** START OF Records provided **

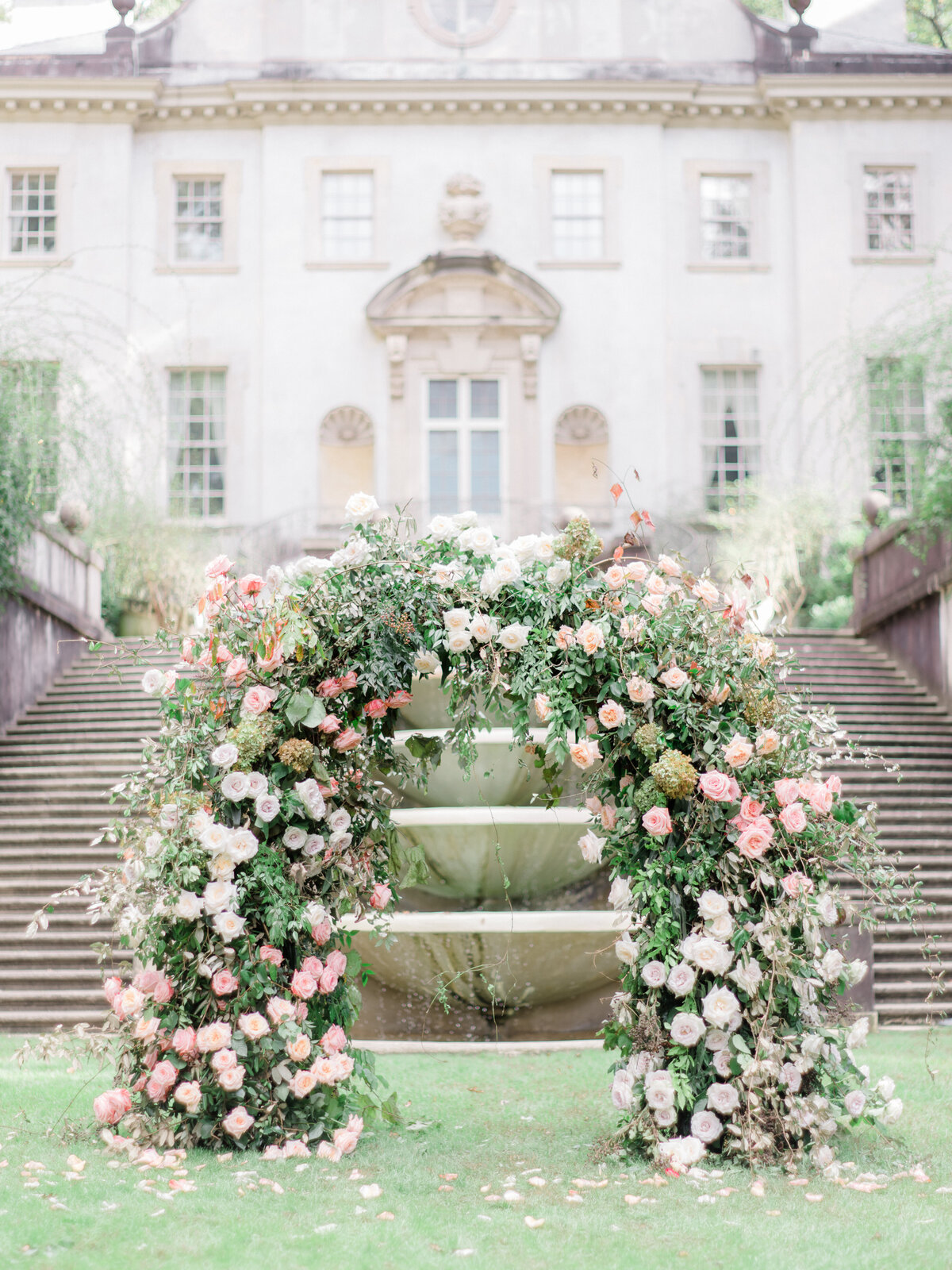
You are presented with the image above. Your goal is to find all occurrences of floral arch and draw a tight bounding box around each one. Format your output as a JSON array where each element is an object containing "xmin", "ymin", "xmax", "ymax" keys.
[{"xmin": 80, "ymin": 491, "xmax": 901, "ymax": 1168}]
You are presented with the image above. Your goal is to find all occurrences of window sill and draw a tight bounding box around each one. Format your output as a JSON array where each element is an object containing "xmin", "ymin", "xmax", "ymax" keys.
[
  {"xmin": 852, "ymin": 252, "xmax": 935, "ymax": 264},
  {"xmin": 687, "ymin": 260, "xmax": 770, "ymax": 273},
  {"xmin": 305, "ymin": 260, "xmax": 390, "ymax": 269},
  {"xmin": 0, "ymin": 256, "xmax": 72, "ymax": 269},
  {"xmin": 155, "ymin": 264, "xmax": 239, "ymax": 273},
  {"xmin": 536, "ymin": 260, "xmax": 622, "ymax": 269}
]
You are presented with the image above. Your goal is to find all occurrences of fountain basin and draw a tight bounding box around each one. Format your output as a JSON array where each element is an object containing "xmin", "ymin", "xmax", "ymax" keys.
[
  {"xmin": 353, "ymin": 910, "xmax": 620, "ymax": 1012},
  {"xmin": 386, "ymin": 728, "xmax": 555, "ymax": 806},
  {"xmin": 391, "ymin": 806, "xmax": 598, "ymax": 899}
]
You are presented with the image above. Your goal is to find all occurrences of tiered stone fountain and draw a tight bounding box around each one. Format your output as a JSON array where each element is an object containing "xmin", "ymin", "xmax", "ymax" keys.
[{"xmin": 354, "ymin": 679, "xmax": 617, "ymax": 1040}]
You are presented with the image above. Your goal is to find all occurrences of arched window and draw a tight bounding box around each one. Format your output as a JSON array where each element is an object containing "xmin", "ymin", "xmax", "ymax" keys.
[
  {"xmin": 555, "ymin": 405, "xmax": 612, "ymax": 525},
  {"xmin": 319, "ymin": 405, "xmax": 374, "ymax": 525}
]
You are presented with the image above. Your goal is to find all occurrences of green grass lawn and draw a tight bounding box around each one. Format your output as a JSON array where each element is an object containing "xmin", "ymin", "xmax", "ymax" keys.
[{"xmin": 0, "ymin": 1030, "xmax": 952, "ymax": 1270}]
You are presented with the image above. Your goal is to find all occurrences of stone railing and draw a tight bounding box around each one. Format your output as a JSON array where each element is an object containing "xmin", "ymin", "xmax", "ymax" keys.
[
  {"xmin": 853, "ymin": 521, "xmax": 952, "ymax": 701},
  {"xmin": 0, "ymin": 525, "xmax": 106, "ymax": 728}
]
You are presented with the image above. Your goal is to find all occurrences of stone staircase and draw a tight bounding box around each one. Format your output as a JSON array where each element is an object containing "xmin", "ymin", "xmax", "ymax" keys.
[
  {"xmin": 783, "ymin": 630, "xmax": 952, "ymax": 1024},
  {"xmin": 0, "ymin": 640, "xmax": 173, "ymax": 1031}
]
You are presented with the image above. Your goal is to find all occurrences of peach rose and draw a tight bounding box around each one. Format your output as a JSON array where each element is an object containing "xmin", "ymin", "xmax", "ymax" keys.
[
  {"xmin": 288, "ymin": 1067, "xmax": 317, "ymax": 1099},
  {"xmin": 93, "ymin": 1090, "xmax": 132, "ymax": 1124},
  {"xmin": 171, "ymin": 1027, "xmax": 198, "ymax": 1058},
  {"xmin": 175, "ymin": 1081, "xmax": 202, "ymax": 1115},
  {"xmin": 641, "ymin": 806, "xmax": 673, "ymax": 838},
  {"xmin": 239, "ymin": 1014, "xmax": 271, "ymax": 1040},
  {"xmin": 321, "ymin": 1024, "xmax": 347, "ymax": 1054},
  {"xmin": 626, "ymin": 675, "xmax": 655, "ymax": 706},
  {"xmin": 195, "ymin": 1022, "xmax": 231, "ymax": 1054},
  {"xmin": 658, "ymin": 665, "xmax": 688, "ymax": 692},
  {"xmin": 598, "ymin": 698, "xmax": 624, "ymax": 728},
  {"xmin": 268, "ymin": 997, "xmax": 294, "ymax": 1027},
  {"xmin": 781, "ymin": 802, "xmax": 806, "ymax": 833},
  {"xmin": 221, "ymin": 1107, "xmax": 255, "ymax": 1138},
  {"xmin": 569, "ymin": 741, "xmax": 598, "ymax": 771},
  {"xmin": 284, "ymin": 1033, "xmax": 311, "ymax": 1063},
  {"xmin": 721, "ymin": 732, "xmax": 754, "ymax": 767},
  {"xmin": 698, "ymin": 772, "xmax": 732, "ymax": 802}
]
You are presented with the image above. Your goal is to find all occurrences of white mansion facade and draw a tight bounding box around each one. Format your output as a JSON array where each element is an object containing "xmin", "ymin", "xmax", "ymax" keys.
[{"xmin": 0, "ymin": 0, "xmax": 952, "ymax": 551}]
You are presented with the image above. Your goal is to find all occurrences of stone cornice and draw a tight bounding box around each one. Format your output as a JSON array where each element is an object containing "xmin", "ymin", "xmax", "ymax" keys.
[{"xmin": 0, "ymin": 74, "xmax": 952, "ymax": 129}]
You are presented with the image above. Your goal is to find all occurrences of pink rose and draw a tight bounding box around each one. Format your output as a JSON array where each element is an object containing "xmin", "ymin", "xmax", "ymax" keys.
[
  {"xmin": 171, "ymin": 1027, "xmax": 198, "ymax": 1058},
  {"xmin": 321, "ymin": 1024, "xmax": 347, "ymax": 1056},
  {"xmin": 641, "ymin": 806, "xmax": 673, "ymax": 838},
  {"xmin": 317, "ymin": 967, "xmax": 338, "ymax": 997},
  {"xmin": 93, "ymin": 1090, "xmax": 132, "ymax": 1124},
  {"xmin": 781, "ymin": 802, "xmax": 806, "ymax": 833},
  {"xmin": 290, "ymin": 970, "xmax": 317, "ymax": 1001},
  {"xmin": 212, "ymin": 969, "xmax": 240, "ymax": 997},
  {"xmin": 368, "ymin": 881, "xmax": 393, "ymax": 914},
  {"xmin": 221, "ymin": 1107, "xmax": 254, "ymax": 1138},
  {"xmin": 658, "ymin": 665, "xmax": 688, "ymax": 692},
  {"xmin": 241, "ymin": 683, "xmax": 278, "ymax": 715},
  {"xmin": 773, "ymin": 781, "xmax": 800, "ymax": 806},
  {"xmin": 698, "ymin": 772, "xmax": 732, "ymax": 802}
]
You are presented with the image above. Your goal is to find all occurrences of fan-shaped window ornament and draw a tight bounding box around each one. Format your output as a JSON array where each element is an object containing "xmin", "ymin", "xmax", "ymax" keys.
[
  {"xmin": 321, "ymin": 405, "xmax": 373, "ymax": 446},
  {"xmin": 410, "ymin": 0, "xmax": 516, "ymax": 48}
]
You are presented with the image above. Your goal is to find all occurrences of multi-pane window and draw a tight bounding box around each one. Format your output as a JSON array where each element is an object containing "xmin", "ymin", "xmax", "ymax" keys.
[
  {"xmin": 550, "ymin": 171, "xmax": 605, "ymax": 260},
  {"xmin": 863, "ymin": 167, "xmax": 916, "ymax": 252},
  {"xmin": 0, "ymin": 362, "xmax": 61, "ymax": 512},
  {"xmin": 10, "ymin": 171, "xmax": 57, "ymax": 256},
  {"xmin": 867, "ymin": 358, "xmax": 925, "ymax": 508},
  {"xmin": 175, "ymin": 176, "xmax": 225, "ymax": 264},
  {"xmin": 701, "ymin": 176, "xmax": 750, "ymax": 260},
  {"xmin": 701, "ymin": 367, "xmax": 760, "ymax": 512},
  {"xmin": 321, "ymin": 171, "xmax": 373, "ymax": 260},
  {"xmin": 425, "ymin": 379, "xmax": 503, "ymax": 516},
  {"xmin": 169, "ymin": 370, "xmax": 225, "ymax": 517}
]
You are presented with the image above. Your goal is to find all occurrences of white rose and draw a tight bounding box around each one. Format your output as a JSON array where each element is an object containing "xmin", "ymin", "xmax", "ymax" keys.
[
  {"xmin": 499, "ymin": 622, "xmax": 531, "ymax": 652},
  {"xmin": 690, "ymin": 1111, "xmax": 724, "ymax": 1141},
  {"xmin": 612, "ymin": 1068, "xmax": 635, "ymax": 1111},
  {"xmin": 707, "ymin": 1084, "xmax": 740, "ymax": 1115},
  {"xmin": 173, "ymin": 891, "xmax": 202, "ymax": 922},
  {"xmin": 142, "ymin": 669, "xmax": 165, "ymax": 697},
  {"xmin": 344, "ymin": 494, "xmax": 378, "ymax": 525},
  {"xmin": 211, "ymin": 741, "xmax": 237, "ymax": 767},
  {"xmin": 671, "ymin": 1014, "xmax": 707, "ymax": 1049},
  {"xmin": 579, "ymin": 829, "xmax": 605, "ymax": 865},
  {"xmin": 614, "ymin": 931, "xmax": 639, "ymax": 965},
  {"xmin": 212, "ymin": 910, "xmax": 245, "ymax": 942},
  {"xmin": 668, "ymin": 961, "xmax": 697, "ymax": 997},
  {"xmin": 608, "ymin": 878, "xmax": 631, "ymax": 910},
  {"xmin": 443, "ymin": 608, "xmax": 471, "ymax": 631},
  {"xmin": 697, "ymin": 891, "xmax": 730, "ymax": 922},
  {"xmin": 255, "ymin": 794, "xmax": 281, "ymax": 824},
  {"xmin": 707, "ymin": 913, "xmax": 734, "ymax": 940},
  {"xmin": 294, "ymin": 776, "xmax": 326, "ymax": 821},
  {"xmin": 730, "ymin": 961, "xmax": 764, "ymax": 997},
  {"xmin": 427, "ymin": 516, "xmax": 455, "ymax": 542},
  {"xmin": 221, "ymin": 772, "xmax": 250, "ymax": 802},
  {"xmin": 414, "ymin": 650, "xmax": 440, "ymax": 675},
  {"xmin": 641, "ymin": 961, "xmax": 668, "ymax": 988},
  {"xmin": 843, "ymin": 1090, "xmax": 866, "ymax": 1116},
  {"xmin": 702, "ymin": 988, "xmax": 740, "ymax": 1027},
  {"xmin": 470, "ymin": 614, "xmax": 497, "ymax": 644}
]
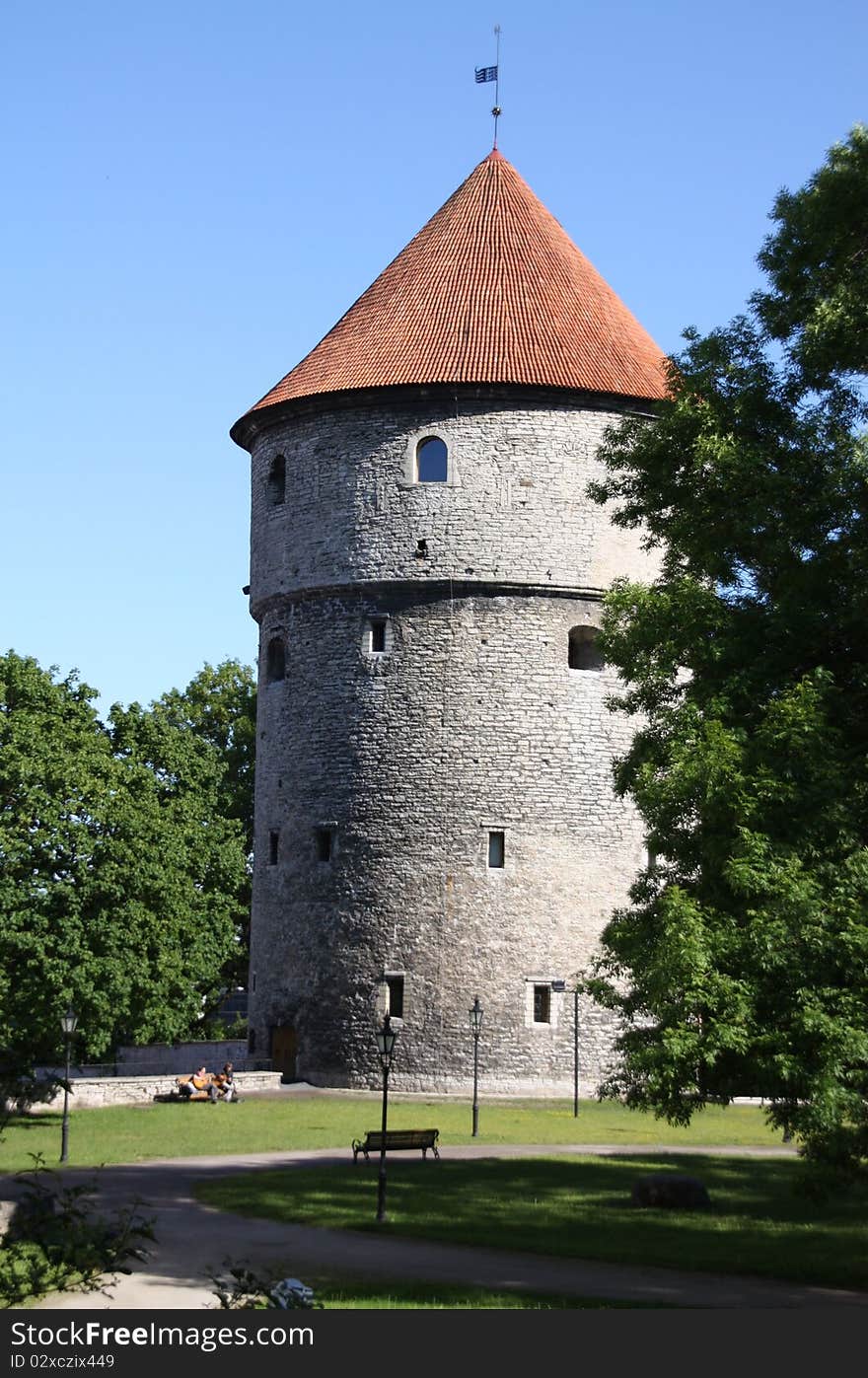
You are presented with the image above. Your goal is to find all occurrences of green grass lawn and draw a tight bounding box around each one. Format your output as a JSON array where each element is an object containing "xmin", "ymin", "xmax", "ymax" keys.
[
  {"xmin": 197, "ymin": 1153, "xmax": 868, "ymax": 1288},
  {"xmin": 0, "ymin": 1091, "xmax": 780, "ymax": 1173},
  {"xmin": 240, "ymin": 1273, "xmax": 670, "ymax": 1319}
]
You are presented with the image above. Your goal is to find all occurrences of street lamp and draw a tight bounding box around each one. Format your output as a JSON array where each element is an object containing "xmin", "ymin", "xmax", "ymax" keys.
[
  {"xmin": 376, "ymin": 1014, "xmax": 398, "ymax": 1222},
  {"xmin": 551, "ymin": 981, "xmax": 579, "ymax": 1118},
  {"xmin": 60, "ymin": 1004, "xmax": 79, "ymax": 1163},
  {"xmin": 468, "ymin": 995, "xmax": 482, "ymax": 1138}
]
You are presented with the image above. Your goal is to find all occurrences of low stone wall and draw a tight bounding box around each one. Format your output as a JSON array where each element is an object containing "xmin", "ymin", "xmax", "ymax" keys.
[
  {"xmin": 34, "ymin": 1072, "xmax": 281, "ymax": 1114},
  {"xmin": 117, "ymin": 1039, "xmax": 247, "ymax": 1076}
]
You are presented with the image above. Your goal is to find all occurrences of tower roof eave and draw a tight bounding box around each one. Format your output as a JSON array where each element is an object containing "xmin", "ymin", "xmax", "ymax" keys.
[{"xmin": 230, "ymin": 150, "xmax": 667, "ymax": 440}]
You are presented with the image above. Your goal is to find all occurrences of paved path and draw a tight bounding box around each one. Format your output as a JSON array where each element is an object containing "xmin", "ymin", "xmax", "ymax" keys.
[{"xmin": 0, "ymin": 1144, "xmax": 868, "ymax": 1311}]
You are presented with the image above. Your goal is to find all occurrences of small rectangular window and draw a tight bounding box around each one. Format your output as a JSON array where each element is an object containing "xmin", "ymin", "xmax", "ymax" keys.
[
  {"xmin": 534, "ymin": 985, "xmax": 551, "ymax": 1024},
  {"xmin": 386, "ymin": 976, "xmax": 403, "ymax": 1020},
  {"xmin": 487, "ymin": 833, "xmax": 506, "ymax": 870}
]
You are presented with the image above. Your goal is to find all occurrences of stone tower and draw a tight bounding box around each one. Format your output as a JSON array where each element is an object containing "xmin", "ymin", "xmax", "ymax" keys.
[{"xmin": 232, "ymin": 152, "xmax": 664, "ymax": 1091}]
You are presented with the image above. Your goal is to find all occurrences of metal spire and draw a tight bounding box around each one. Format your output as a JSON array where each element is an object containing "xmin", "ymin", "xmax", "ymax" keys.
[{"xmin": 492, "ymin": 24, "xmax": 500, "ymax": 147}]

** END OF Records provided **

Render the lines from the one containing "occurrences of metal" through the end of the listing, inclusive, as a JSON list of strings with one string per line and blank lines omitted.

_Response below_.
[
  "You are presented with the image above. Your goal is to find all occurrences of metal spire and draw a tight bounding box around each one. Format your output as a JSON array where each element is an object containing \"xmin\", \"ymin\", \"xmax\", \"ymax\" keys.",
  "[{\"xmin\": 492, \"ymin\": 24, \"xmax\": 500, \"ymax\": 147}]"
]